→ **Directions**: Extract the first line through the line containing "A single point marks each instance of the white flower" from the listing below, exactly as written.

** Opening Records block **

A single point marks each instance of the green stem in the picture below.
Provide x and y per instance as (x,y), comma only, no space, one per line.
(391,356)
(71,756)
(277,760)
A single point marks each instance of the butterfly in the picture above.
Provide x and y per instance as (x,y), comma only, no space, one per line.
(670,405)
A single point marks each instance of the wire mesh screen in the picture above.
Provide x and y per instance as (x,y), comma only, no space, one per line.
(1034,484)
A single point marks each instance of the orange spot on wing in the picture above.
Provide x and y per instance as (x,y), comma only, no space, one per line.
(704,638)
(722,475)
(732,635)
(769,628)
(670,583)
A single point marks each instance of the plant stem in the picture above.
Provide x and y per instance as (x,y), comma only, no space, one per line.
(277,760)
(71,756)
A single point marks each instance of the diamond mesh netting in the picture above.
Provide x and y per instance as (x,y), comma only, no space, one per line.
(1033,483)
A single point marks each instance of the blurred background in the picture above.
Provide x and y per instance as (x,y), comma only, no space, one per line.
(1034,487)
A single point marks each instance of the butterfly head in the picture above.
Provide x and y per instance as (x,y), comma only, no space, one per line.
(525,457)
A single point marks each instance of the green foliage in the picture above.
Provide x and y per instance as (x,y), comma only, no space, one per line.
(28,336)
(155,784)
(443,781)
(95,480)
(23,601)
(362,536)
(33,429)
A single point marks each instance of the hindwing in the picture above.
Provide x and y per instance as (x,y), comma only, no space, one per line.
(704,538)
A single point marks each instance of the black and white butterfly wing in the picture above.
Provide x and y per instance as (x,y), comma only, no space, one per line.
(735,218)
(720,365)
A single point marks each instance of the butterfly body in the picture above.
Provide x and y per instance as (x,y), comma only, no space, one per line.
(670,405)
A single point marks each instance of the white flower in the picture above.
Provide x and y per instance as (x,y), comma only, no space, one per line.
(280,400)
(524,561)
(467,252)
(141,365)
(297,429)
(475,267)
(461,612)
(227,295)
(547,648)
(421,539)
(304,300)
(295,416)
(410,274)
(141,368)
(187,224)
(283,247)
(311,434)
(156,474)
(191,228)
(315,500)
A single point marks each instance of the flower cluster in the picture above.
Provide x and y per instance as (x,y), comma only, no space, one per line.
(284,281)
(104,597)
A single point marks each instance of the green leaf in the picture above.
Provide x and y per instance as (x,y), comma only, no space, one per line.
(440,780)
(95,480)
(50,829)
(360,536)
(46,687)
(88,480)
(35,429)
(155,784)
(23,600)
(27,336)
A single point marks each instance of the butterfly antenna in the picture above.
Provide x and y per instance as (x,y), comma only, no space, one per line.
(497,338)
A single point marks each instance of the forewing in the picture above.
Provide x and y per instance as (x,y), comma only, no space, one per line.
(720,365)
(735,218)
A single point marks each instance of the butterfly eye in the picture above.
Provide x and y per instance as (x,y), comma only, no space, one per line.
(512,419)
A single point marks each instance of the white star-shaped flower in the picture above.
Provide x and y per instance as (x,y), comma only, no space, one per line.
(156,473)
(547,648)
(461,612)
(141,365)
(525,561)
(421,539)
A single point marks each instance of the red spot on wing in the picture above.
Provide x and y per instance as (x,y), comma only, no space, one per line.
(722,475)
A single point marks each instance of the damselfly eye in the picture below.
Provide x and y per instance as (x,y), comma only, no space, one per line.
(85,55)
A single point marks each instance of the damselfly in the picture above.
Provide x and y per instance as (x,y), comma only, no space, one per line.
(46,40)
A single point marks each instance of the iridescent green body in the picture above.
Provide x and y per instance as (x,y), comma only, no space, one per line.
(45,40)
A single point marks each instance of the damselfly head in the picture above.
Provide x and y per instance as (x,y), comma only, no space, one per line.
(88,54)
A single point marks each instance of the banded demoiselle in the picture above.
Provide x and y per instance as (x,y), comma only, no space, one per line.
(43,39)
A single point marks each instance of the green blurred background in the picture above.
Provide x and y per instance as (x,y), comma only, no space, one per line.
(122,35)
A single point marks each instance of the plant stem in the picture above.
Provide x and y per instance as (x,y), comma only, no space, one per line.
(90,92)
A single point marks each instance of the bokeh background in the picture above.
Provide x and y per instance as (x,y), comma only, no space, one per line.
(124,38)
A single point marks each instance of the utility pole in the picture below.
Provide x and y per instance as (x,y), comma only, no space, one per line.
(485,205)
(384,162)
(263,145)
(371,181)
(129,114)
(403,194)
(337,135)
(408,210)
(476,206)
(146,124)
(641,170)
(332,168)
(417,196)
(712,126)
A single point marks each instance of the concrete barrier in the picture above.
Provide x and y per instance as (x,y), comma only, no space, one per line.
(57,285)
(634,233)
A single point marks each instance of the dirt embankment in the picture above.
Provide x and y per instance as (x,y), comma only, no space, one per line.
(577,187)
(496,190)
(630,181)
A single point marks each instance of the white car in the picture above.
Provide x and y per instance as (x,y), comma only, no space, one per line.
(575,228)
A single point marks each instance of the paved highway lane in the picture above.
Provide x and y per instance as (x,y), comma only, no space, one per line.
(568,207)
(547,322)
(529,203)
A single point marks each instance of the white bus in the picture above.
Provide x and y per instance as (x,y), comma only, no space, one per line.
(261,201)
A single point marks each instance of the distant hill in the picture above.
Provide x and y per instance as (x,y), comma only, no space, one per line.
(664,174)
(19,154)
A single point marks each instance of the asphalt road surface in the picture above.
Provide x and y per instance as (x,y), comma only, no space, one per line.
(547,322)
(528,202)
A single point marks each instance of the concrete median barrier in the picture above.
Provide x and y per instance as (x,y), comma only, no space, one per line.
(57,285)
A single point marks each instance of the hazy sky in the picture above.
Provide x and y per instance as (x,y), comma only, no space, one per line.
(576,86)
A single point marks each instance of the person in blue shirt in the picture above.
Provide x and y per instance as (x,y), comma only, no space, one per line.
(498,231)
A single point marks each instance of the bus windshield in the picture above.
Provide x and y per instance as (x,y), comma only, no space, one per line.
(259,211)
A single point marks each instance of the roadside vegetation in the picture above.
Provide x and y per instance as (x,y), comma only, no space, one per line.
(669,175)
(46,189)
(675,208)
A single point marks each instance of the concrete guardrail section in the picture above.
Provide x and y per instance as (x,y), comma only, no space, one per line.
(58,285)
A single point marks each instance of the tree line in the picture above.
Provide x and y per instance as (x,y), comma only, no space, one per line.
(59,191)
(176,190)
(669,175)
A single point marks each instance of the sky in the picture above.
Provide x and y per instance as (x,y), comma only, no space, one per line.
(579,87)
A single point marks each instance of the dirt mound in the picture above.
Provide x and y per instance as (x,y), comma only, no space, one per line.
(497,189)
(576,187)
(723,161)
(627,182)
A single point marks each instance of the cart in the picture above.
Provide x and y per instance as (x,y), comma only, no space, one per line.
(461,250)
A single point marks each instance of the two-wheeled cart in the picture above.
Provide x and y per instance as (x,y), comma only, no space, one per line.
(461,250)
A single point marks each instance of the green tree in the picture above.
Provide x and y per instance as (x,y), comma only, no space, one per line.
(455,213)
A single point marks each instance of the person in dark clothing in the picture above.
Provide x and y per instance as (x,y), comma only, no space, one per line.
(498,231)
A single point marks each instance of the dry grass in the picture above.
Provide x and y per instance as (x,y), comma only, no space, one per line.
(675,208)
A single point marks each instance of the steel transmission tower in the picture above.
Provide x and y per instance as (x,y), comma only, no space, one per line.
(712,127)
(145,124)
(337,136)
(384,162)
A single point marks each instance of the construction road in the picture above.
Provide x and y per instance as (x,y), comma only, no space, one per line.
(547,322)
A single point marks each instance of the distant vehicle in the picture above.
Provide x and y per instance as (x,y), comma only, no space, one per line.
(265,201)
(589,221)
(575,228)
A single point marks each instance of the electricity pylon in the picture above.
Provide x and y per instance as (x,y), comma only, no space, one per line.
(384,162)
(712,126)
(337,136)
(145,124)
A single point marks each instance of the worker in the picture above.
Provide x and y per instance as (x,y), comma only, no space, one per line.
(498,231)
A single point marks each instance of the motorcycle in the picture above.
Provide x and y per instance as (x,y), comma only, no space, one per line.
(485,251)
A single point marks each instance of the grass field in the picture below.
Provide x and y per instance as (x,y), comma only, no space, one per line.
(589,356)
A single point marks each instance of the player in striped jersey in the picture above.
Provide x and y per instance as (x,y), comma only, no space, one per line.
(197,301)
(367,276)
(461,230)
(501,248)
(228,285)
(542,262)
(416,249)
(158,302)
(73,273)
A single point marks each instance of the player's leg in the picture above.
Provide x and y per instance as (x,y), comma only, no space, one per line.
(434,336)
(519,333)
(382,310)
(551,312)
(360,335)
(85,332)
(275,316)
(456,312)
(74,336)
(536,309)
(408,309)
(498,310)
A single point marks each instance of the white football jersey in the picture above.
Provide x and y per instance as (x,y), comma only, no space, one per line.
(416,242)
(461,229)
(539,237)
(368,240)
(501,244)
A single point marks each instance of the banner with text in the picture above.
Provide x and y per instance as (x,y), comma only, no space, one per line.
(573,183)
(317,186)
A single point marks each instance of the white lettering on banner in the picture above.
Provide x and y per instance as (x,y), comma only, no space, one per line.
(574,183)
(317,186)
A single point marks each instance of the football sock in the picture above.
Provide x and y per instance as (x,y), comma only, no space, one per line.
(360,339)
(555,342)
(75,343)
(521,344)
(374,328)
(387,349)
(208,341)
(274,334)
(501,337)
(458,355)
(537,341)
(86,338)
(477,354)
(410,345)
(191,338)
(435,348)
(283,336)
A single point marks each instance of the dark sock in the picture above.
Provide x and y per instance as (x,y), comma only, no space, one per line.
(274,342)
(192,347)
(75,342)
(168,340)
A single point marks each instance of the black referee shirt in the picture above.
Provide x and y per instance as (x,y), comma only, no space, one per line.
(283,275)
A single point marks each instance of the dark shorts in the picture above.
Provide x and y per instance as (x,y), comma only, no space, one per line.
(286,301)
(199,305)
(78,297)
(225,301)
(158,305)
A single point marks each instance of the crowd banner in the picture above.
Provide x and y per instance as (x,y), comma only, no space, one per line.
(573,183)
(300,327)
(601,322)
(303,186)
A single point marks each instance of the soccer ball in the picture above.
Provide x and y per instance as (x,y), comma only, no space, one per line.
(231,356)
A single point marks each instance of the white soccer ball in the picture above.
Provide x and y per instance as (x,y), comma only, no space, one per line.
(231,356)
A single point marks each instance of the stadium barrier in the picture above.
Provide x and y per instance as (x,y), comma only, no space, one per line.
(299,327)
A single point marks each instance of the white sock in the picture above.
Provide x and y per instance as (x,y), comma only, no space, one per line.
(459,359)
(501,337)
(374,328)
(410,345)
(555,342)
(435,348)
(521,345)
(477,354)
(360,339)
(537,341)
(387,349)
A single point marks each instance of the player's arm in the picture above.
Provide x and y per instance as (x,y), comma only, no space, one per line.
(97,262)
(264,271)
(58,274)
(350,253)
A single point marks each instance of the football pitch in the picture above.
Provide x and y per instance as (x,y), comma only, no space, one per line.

** Closing Records block **

→ **Reply to the exercise**:
A single point marks each instance of the green stem in the picture below.
Provide x and y per instance as (x,y), comma only, no space, one per line.
(391,356)
(71,756)
(277,760)
A single point marks each instance of the butterfly in the picture above.
Provide x and y per instance as (x,y), comma only, no space, one per line.
(670,405)
A single point marks each instance of the wire mesh screen in the picture above.
Provide x and y per instance as (x,y), comma only, no space, one per line.
(1034,484)
A single point marks each instance of the orange spot on wing in the picture above.
Provide x and y per instance as (x,y), comma only, no space, one per line.
(704,638)
(722,475)
(732,635)
(769,628)
(670,583)
A single point marks each instance of the plant stem in the picture above.
Provide x and y per instance as (x,y), comma only, no space, one per line.
(277,760)
(71,756)
A single point marks each instance of the diamond mesh netting in the picture above.
Provide x and y per instance as (x,y), comma only, no space, one per line.
(1033,483)
A single point marks each instance of the blurred background in the picture above.
Provide x and y per instance as (x,y), comma only, no space, one per line.
(1034,487)
A single point marks each instance of the butterfly head in the picture above.
Provide x and y per instance as (x,y), comma only, no space, one per line.
(525,457)
A single point marks each instance of the green foliage in the picture above.
Provide x and y per instance as (x,y), comma only, no space, one per line.
(28,336)
(155,784)
(443,781)
(95,480)
(23,601)
(362,536)
(33,429)
A single point marks each instance of the hindwing in the picture above.
Provide x and y per instance as (x,y), comma only, no space, one per line.
(704,538)
A single point marks each instance of the black and white butterfly wing in the picture above.
Provide x and y per instance as (x,y), comma only, no space, one per line.
(735,218)
(720,365)
A single point marks each instance of the butterfly body in the picture above.
Provide x and y per instance as (x,y), comma only, no space, one per line.
(670,405)
A single point marks each instance of the white flower in the picture above.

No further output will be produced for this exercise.